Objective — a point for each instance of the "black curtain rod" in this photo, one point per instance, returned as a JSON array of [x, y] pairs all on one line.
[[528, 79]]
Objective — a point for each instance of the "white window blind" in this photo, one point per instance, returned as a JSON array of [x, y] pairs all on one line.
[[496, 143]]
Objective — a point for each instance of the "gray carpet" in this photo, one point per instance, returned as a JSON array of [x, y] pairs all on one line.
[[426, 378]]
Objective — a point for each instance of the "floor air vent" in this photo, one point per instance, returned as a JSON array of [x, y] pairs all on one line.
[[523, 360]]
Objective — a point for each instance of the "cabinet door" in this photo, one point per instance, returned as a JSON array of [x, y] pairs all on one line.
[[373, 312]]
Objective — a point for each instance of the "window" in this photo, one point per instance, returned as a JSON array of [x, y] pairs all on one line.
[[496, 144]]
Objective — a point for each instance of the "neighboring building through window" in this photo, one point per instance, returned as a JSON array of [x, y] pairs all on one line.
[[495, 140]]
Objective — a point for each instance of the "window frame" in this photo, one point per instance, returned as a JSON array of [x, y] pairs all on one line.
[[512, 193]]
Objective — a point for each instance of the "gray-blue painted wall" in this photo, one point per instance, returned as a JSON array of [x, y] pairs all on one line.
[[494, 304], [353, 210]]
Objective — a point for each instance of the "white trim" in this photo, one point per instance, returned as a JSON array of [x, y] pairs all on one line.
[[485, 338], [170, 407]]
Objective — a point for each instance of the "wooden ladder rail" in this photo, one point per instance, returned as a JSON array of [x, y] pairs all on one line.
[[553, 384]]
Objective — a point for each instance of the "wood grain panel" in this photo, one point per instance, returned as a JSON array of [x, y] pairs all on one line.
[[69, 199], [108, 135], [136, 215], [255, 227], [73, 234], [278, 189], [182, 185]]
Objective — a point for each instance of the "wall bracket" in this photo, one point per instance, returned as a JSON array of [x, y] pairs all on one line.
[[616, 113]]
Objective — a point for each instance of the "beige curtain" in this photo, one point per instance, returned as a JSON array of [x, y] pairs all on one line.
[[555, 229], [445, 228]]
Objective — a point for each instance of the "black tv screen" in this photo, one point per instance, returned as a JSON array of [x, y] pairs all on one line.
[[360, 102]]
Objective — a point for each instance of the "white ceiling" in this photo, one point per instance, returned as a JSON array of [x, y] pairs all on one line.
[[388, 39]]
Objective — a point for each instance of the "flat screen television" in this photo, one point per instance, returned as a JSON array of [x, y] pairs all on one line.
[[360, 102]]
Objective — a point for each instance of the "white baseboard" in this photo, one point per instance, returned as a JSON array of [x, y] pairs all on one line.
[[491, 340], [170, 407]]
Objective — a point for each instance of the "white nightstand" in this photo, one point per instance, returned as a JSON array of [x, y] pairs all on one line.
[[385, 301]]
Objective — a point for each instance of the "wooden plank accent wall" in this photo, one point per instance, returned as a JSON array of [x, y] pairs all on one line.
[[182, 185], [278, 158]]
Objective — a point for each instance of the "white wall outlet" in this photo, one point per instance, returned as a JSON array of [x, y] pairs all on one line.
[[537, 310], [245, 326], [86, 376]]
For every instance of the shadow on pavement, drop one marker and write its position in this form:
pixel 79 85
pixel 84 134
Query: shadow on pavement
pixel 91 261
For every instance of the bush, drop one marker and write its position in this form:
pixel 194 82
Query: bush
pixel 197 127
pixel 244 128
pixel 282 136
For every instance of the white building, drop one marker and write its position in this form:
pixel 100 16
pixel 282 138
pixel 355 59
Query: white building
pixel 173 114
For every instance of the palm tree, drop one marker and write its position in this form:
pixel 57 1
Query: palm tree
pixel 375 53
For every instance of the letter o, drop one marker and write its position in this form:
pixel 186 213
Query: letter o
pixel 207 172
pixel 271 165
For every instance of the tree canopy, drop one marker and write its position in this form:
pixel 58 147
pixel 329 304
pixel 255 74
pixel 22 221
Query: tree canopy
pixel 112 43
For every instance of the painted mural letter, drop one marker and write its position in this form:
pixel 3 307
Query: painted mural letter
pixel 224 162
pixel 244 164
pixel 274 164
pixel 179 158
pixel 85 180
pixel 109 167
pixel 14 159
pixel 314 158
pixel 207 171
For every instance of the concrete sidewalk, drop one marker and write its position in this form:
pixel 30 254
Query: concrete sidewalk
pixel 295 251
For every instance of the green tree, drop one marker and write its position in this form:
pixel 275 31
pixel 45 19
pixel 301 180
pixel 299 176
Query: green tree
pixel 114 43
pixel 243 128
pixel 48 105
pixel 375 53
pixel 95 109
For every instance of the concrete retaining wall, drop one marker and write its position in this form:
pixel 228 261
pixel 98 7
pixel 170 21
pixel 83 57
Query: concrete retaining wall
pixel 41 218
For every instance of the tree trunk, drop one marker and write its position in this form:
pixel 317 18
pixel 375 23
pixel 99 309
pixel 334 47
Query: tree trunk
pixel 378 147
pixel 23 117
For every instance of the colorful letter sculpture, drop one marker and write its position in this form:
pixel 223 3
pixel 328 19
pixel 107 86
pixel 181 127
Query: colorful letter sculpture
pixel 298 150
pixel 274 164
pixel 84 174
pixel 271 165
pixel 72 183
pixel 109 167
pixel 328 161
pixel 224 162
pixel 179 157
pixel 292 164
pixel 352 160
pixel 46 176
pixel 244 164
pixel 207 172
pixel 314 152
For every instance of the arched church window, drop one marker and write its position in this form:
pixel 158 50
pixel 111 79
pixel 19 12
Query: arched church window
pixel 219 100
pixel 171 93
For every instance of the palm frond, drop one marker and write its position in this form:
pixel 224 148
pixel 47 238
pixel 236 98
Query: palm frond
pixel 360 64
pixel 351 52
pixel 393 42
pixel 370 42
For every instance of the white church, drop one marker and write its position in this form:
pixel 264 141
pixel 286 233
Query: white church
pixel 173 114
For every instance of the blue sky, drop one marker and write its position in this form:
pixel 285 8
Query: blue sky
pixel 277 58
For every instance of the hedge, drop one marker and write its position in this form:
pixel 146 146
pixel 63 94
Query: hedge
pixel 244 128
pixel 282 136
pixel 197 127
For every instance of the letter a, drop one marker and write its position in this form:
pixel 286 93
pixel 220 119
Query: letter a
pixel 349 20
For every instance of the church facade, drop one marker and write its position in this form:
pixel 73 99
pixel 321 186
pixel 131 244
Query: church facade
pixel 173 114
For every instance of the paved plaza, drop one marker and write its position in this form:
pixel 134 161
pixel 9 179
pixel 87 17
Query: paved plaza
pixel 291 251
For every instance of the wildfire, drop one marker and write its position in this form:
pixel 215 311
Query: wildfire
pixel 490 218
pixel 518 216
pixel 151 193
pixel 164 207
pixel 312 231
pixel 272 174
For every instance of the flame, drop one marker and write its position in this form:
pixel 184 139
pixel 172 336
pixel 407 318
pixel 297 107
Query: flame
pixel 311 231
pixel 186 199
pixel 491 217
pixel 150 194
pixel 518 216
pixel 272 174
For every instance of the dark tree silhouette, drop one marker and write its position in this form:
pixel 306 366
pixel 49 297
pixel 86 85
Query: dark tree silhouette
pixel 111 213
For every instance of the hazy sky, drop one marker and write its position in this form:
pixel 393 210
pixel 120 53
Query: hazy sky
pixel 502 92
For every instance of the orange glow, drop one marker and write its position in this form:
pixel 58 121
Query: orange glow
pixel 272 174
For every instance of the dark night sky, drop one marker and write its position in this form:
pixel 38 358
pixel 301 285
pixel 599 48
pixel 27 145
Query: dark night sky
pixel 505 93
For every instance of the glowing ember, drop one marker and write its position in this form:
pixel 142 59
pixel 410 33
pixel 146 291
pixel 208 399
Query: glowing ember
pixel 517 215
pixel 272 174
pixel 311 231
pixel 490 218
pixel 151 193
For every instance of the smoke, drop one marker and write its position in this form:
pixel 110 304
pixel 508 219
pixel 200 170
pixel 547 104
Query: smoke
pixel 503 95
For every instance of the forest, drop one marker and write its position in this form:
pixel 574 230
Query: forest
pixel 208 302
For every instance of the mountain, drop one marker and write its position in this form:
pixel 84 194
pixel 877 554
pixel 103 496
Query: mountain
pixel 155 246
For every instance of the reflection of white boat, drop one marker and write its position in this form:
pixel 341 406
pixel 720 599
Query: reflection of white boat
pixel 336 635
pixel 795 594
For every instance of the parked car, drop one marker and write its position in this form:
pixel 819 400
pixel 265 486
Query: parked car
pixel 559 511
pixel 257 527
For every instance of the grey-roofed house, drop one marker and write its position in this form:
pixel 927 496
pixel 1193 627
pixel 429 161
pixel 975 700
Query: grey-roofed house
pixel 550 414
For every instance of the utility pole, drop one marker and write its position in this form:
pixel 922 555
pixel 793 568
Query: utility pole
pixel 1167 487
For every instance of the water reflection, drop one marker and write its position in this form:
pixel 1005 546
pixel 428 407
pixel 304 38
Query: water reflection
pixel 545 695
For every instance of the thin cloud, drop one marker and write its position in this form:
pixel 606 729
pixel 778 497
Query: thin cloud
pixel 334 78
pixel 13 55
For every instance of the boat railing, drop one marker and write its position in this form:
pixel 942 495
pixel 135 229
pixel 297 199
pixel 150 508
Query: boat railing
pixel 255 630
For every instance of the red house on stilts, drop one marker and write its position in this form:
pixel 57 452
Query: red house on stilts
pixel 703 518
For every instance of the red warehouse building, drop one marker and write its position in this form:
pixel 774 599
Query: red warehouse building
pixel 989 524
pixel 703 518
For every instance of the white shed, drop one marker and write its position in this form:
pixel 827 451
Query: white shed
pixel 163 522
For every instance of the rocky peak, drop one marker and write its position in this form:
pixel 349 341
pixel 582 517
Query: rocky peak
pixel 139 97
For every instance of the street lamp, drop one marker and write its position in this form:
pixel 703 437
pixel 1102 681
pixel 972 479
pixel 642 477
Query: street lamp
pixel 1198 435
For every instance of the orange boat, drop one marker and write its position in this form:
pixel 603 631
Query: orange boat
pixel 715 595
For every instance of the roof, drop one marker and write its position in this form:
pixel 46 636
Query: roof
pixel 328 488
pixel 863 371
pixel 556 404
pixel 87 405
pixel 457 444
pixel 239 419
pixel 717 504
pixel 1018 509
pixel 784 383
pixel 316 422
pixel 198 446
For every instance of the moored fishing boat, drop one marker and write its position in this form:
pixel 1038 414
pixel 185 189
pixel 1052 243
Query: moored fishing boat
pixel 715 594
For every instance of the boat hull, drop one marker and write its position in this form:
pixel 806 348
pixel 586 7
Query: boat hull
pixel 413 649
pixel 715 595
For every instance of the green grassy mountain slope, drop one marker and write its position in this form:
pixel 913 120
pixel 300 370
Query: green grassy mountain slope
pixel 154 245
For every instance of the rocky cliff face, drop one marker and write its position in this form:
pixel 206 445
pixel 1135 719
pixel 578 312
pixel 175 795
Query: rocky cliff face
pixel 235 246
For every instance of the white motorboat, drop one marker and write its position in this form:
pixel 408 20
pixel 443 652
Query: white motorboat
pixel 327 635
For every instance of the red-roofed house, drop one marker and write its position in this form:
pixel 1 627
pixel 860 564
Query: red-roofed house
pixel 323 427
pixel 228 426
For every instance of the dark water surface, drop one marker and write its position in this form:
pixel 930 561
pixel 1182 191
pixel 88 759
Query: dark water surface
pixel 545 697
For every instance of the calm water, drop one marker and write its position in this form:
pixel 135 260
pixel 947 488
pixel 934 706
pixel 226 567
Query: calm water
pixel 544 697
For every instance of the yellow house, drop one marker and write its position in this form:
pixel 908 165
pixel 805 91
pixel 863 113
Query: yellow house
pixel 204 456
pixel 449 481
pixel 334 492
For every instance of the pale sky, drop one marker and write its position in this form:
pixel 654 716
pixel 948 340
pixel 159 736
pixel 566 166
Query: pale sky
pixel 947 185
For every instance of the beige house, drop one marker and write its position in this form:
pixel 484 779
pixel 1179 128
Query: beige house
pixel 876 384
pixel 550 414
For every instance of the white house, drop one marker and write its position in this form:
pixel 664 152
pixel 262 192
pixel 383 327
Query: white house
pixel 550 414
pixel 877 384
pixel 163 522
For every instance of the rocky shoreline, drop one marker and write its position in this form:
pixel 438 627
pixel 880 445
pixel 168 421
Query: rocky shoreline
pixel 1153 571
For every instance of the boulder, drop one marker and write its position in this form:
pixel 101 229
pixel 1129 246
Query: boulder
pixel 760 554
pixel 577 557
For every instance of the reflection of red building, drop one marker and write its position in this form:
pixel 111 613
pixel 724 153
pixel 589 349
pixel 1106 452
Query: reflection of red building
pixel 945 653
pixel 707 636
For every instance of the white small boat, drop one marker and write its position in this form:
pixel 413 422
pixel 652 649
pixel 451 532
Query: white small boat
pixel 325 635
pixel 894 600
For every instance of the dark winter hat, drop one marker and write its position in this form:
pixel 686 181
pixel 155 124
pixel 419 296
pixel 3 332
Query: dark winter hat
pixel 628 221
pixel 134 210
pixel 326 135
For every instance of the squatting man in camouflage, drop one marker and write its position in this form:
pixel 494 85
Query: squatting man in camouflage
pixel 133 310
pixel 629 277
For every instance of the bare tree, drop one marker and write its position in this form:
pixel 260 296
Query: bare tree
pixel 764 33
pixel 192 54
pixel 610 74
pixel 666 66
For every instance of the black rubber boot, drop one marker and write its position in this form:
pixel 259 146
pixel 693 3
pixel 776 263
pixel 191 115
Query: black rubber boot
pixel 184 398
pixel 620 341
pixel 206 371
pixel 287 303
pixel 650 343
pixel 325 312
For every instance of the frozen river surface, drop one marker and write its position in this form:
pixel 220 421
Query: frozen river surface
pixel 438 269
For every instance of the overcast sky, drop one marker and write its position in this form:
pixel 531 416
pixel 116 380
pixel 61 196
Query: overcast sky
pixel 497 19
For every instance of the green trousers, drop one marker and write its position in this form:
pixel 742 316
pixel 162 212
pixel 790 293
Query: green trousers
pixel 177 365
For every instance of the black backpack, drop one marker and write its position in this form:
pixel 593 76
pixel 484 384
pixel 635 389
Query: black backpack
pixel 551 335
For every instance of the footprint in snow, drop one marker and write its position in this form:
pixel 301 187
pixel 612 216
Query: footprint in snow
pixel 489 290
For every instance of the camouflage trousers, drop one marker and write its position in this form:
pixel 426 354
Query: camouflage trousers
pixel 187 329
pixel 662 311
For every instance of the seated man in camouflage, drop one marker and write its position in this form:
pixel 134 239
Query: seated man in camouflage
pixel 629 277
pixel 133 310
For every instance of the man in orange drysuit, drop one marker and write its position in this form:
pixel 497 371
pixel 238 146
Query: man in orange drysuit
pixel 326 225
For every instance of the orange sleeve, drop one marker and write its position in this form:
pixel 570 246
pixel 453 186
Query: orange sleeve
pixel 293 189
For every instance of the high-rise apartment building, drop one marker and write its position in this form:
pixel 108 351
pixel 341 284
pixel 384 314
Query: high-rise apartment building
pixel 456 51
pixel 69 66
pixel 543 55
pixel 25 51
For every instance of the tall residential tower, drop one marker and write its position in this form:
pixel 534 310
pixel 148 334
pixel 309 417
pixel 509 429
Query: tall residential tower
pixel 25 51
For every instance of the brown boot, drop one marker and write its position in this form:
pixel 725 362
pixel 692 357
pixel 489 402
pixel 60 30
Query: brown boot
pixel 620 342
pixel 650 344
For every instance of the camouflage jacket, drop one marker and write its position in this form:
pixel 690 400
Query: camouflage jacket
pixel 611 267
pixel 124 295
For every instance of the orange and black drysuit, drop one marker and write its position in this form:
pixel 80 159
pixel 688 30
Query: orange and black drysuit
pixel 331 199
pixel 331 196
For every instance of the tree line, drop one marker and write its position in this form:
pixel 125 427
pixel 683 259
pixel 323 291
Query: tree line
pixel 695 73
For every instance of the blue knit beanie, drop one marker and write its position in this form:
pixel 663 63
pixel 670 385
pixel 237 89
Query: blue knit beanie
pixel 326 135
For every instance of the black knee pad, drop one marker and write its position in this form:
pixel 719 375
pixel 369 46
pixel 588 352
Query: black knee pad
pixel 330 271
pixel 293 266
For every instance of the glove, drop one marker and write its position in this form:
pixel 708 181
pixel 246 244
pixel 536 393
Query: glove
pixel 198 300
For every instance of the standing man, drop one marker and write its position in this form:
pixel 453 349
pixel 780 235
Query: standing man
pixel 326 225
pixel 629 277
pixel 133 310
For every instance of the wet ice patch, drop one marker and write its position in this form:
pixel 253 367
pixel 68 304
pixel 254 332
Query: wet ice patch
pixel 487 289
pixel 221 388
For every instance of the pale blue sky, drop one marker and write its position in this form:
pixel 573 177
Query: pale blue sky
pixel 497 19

-*-

→ Required action:
Only one stretch of the entries above is wanted: the lines from the one containing "pixel 827 451" through the one containing "pixel 586 7". Please reproduce it exactly.

→ Answer below:
pixel 827 451
Query: white shed
pixel 163 522
For every instance of the rocky peak, drop one marker and write its position in this form:
pixel 349 341
pixel 582 517
Query: rocky peak
pixel 139 97
For every instance of the street lamp, drop one marker and write its position in this form:
pixel 703 437
pixel 1102 681
pixel 972 479
pixel 642 477
Query: street lamp
pixel 1198 435
For every instance of the orange boat, drop one marker and write its position in this form:
pixel 603 631
Query: orange boat
pixel 715 595
For every instance of the roof, drop one marker and write its position in this form:
pixel 46 636
Query: roof
pixel 328 488
pixel 863 371
pixel 556 404
pixel 87 405
pixel 457 444
pixel 239 419
pixel 717 504
pixel 1018 509
pixel 784 383
pixel 316 422
pixel 198 446
For every instance of the moored fishing boat, drop one marker and write its position in this form:
pixel 1038 414
pixel 185 189
pixel 1052 243
Query: moored fishing boat
pixel 715 594
For every instance of the boat hull, drop one marker and write its position in this form:
pixel 806 348
pixel 586 7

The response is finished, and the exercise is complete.